## The problem
Restate the records that follow. Every word must match.

## Saved entries
---

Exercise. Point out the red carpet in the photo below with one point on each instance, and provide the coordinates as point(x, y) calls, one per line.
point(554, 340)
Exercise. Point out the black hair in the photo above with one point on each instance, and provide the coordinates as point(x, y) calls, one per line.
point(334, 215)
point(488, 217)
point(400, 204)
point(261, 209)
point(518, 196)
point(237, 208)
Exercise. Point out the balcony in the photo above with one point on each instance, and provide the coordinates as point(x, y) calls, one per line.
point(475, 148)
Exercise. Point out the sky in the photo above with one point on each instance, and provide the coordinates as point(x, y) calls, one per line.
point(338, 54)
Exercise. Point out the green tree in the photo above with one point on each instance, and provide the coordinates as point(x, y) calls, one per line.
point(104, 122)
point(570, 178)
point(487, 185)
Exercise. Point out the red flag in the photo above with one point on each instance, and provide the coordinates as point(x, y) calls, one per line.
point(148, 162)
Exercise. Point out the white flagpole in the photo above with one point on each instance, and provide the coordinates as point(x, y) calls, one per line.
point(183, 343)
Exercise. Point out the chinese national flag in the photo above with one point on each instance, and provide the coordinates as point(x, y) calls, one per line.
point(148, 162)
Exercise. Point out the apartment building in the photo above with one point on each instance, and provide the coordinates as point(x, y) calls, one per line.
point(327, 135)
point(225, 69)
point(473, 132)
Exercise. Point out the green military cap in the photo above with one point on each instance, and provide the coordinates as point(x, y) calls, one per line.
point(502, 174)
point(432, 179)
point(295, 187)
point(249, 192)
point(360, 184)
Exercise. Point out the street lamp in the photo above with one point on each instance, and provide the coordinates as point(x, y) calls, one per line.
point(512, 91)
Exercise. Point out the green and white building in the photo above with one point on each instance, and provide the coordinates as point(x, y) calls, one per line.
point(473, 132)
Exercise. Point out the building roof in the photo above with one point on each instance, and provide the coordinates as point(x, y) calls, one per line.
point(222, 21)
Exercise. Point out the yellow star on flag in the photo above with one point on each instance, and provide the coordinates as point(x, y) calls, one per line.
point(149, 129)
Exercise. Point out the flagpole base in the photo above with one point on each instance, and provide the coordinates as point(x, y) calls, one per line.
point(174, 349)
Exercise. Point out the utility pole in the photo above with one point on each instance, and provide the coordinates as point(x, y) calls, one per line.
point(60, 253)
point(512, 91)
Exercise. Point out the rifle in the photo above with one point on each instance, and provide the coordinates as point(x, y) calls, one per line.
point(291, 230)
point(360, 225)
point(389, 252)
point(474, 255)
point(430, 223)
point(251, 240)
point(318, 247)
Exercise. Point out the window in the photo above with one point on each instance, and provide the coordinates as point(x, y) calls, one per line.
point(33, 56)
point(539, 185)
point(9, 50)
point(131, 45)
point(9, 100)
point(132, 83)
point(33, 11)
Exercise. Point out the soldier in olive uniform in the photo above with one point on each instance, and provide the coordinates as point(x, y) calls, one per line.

---

## Reply
Exercise. Point out the red carpet in the photo below with one point on each instance, and provide the coordinates as point(x, y) calls, one per line.
point(554, 340)
Exercise. Point out the black hair in the photo above with one point on each instance, and provide the coordinates as point(x, y) calls, one per line.
point(334, 215)
point(488, 217)
point(400, 204)
point(261, 209)
point(518, 196)
point(237, 208)
Exercise. Point out the balcony in the photo above with one point on each instance, and provide the coordinates as point(x, y) calls, one per line.
point(475, 148)
Exercise. Point out the sky in the photo above with one point on each instance, and provide the coordinates as point(x, y) calls, one per line.
point(338, 54)
Exercise. Point out the green tree in the photo above with one point on each instance, and provide the coordinates as point(x, y) calls, one per line.
point(104, 122)
point(570, 178)
point(487, 185)
Exercise. Point out the red flag in the photo above with one point on each instance, and provide the coordinates as point(x, y) calls, one per line.
point(148, 162)
Exercise. Point out the white flagpole in the photo above with one point on each instance, and provide the coordinates as point(x, y) calls, one per line.
point(183, 343)
Exercise. Point out the chinese national flag in the photo above with one point on each instance, and provide the coordinates as point(x, y) calls, one per line.
point(148, 162)
Exercise. Point out the apartment building in the photo above with one point on each instance, and provide the coordinates as point(x, y) calls, one per line.
point(327, 135)
point(225, 69)
point(473, 132)
Exercise. Point out the green military cap in the photo above with one point on each instance, and provide the coordinates as point(x, y) calls, one per line.
point(502, 174)
point(432, 179)
point(295, 187)
point(249, 192)
point(360, 184)
Exercise. Point out the street lamp in the photo above with one point on each instance, and provide the coordinates as point(x, y) calls, one per line.
point(512, 91)
Exercise. Point out the green and white building in the photo above with one point on each instance, and provide the coordinates as point(x, y) calls, one per line.
point(473, 132)
Exercise. Point out the building roof in the photo above with one point on each instance, and provide the coordinates as point(x, y) calls, one per line.
point(222, 21)
Exercise. Point out the yellow star on flag in the photo above with one point on each instance, and provide the coordinates as point(x, y) calls, one per line.
point(149, 129)
Exercise. Point out the flagpole base in the photo above with one point on each instance, and provide the coordinates as point(x, y) calls, one per line.
point(174, 349)
Exercise. Point out the utility pole in the photo above with one point on each instance, and provide the coordinates as point(x, y) calls, one per line.
point(60, 253)
point(512, 91)
Exercise. Point out the rifle in the photo above with one point on each instance, and provide the coordinates as point(x, y) calls, one per line.
point(291, 230)
point(360, 225)
point(389, 252)
point(474, 255)
point(430, 223)
point(251, 240)
point(318, 247)
Exercise. Point out the window in the photo above with one point on each instance, and provide the coordinates as point(x, y) calls, one per line.
point(33, 56)
point(539, 185)
point(9, 50)
point(131, 45)
point(9, 100)
point(132, 83)
point(33, 11)
Exercise. Point out the soldier in olive uniform in the photo above with one point on each instance, and provide the coordinates as point(x, y) calls, one per line.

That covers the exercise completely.